▶ **短い課題**: インタビューの「その頃にやっぱり気づいたのは」から「レクターに入ってもらうとか。」までを、「パッケージ」を「外観」に置き換えて書き直してください。

▶ **本文**:
====================
やっぱり30代の前半ぐらいまでは、僕もなんでも自分で決めたがっていたので。同じチームの人たちは、言い方は悪いですけど、どっちかと言うと少し言うことを聞いてくれる人たちとばっかり仕事してた時期が(あります)。バラエティを自分1人で立ち上げて、いくつかうまくいってという時期(にはそれ)が多くて。

その頃にやっぱり気づいたのは、そうすると自分も伸びない上に、自分の芸風が固定化されてきて、作るものが同じになってくる。自分のできないことを認めて、自分にない要素で足してくれる、もしくは僕をアセスメント(分析)してくれるようなスタッフを入れることの重要性に気づいたのが30代前半から中頃までの間ですね。

大熊:いや、でもなかなか気づかない方もいるような気がして。今までの私の経験でも、自分だけで考えてうまくいかせたいっていう方も多いと思うんですけど、そう気づけたのは何かあるんですか。

佐久間:まずまったく自分の中で伸びない能力として、30代の前半に気づいたのは、番組のビジュアルに関する能力。要は、これがかっこいいとか、このビジュアルがすてきってところまでは判断できるけど、自分が作り始めると「俺、どれも同じテロップ入れてるなぁ」とか。

(一同笑)

大熊:見た目が同じだよっていう(笑)。

佐久間:見た目がどんどん同じになっていくのに気づいて。例えばシリアスな番組とバラエティ番組でついつい好みのもので選んでいくと、パッケージが同じになっていくと気づいて。

自分の得意なお笑いのジャンルは自分で作るけど、それ以外はパッケージは全部お任せしてみようと思って、そこからデザイナーさんをどんどん試していった中で、もっとデザインに詳しいディレクターに入ってもらうとか。

だから今は、ゴールデン番組のビジュアルは得意なディレクターがいるんで、僕は作ってないです。そうじゃない番組の、深夜帯の番組とかは僕の色でもいいんですけど。

佐久間氏の手法と人事施策の共通点

大熊:なるほどねぇ。髙倉さん、今のお話を聞いてどうですか。
====================
▶ **提供データ**:
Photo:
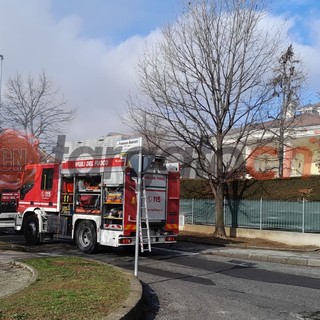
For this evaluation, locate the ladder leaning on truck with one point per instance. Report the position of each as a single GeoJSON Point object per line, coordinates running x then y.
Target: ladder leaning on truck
{"type": "Point", "coordinates": [92, 198]}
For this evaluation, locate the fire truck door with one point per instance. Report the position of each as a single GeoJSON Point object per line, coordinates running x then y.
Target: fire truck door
{"type": "Point", "coordinates": [48, 187]}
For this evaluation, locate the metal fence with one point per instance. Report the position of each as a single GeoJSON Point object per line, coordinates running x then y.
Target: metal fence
{"type": "Point", "coordinates": [261, 214]}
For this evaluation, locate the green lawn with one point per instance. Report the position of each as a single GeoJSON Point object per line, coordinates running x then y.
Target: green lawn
{"type": "Point", "coordinates": [68, 288]}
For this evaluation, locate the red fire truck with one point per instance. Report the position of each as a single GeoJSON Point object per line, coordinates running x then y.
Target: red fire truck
{"type": "Point", "coordinates": [91, 197]}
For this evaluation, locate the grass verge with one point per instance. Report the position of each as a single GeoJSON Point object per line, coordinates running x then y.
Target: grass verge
{"type": "Point", "coordinates": [67, 288]}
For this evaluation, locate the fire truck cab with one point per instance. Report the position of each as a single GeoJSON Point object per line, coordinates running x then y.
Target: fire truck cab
{"type": "Point", "coordinates": [91, 197]}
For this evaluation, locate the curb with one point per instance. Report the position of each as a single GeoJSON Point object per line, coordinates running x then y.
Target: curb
{"type": "Point", "coordinates": [132, 307]}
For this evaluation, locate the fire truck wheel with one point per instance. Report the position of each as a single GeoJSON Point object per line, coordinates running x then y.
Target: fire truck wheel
{"type": "Point", "coordinates": [86, 237]}
{"type": "Point", "coordinates": [31, 230]}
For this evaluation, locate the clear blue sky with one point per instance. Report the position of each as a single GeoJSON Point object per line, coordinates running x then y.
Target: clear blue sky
{"type": "Point", "coordinates": [90, 48]}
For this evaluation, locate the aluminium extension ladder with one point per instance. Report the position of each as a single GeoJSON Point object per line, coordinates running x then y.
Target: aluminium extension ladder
{"type": "Point", "coordinates": [144, 231]}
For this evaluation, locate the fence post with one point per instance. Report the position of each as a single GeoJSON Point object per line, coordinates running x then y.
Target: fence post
{"type": "Point", "coordinates": [192, 208]}
{"type": "Point", "coordinates": [303, 213]}
{"type": "Point", "coordinates": [260, 213]}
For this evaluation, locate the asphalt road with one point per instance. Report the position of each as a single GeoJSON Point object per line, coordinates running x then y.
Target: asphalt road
{"type": "Point", "coordinates": [182, 283]}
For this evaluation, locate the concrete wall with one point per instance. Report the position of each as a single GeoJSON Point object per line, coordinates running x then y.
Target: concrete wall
{"type": "Point", "coordinates": [291, 238]}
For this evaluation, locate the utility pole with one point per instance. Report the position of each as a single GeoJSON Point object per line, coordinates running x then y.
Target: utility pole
{"type": "Point", "coordinates": [1, 61]}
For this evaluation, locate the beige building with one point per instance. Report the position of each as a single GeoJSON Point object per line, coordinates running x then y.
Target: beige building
{"type": "Point", "coordinates": [301, 148]}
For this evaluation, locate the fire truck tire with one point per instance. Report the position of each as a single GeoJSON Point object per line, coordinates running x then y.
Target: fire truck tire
{"type": "Point", "coordinates": [31, 230]}
{"type": "Point", "coordinates": [86, 237]}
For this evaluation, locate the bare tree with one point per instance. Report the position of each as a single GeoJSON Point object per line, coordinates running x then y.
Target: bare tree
{"type": "Point", "coordinates": [34, 106]}
{"type": "Point", "coordinates": [287, 84]}
{"type": "Point", "coordinates": [205, 82]}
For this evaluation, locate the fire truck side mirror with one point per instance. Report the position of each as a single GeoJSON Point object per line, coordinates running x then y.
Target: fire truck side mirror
{"type": "Point", "coordinates": [25, 189]}
{"type": "Point", "coordinates": [133, 161]}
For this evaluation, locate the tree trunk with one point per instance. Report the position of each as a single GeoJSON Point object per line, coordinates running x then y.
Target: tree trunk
{"type": "Point", "coordinates": [219, 200]}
====================
▶ **解答例**:
その頃にやっぱり気づいたのは、そうすると自分も伸びない上に、自分の芸風が固定化されてきて、作るものが同じになってくる。自分のできないことを認めて、自分にない要素で足してくれる、もしくは僕をアセスメント(分析)してくれるようなスタッフを入れることの重要性に気づいたのが30代前半から中頃までの間ですね。

大熊:いや、でもなかなか気づかない方もいるような気がして。今までの私の経験でも、自分だけで考えてうまくいかせたいっていう方も多いと思うんですけど、そう気づけたのは何かあるんですか。

佐久間:まずまったく自分の中で伸びない能力として、30代の前半に気づいたのは、番組のビジュアルに関する能力。要は、これがかっこいいとか、このビジュアルがすてきってところまでは判断できるけど、自分が作り始めると「俺、どれも同じテロップ入れてるなぁ」とか。

(一同笑)

大熊:見た目が同じだよっていう(笑)。

佐久間:見た目がどんどん同じになっていくのに気づいて。例えばシリアスな番組とバラエティ番組でついつい好みのもので選んでいくと、外観が同じになっていくと気づいて。

自分の得意なお笑いのジャンルは自分で作るけど、それ以外は外観は全部お任せしてみようと思って、そこからデザイナーさんをどんどん試していった中で、もっとデザインに詳しいディレクターに入ってもらうとか。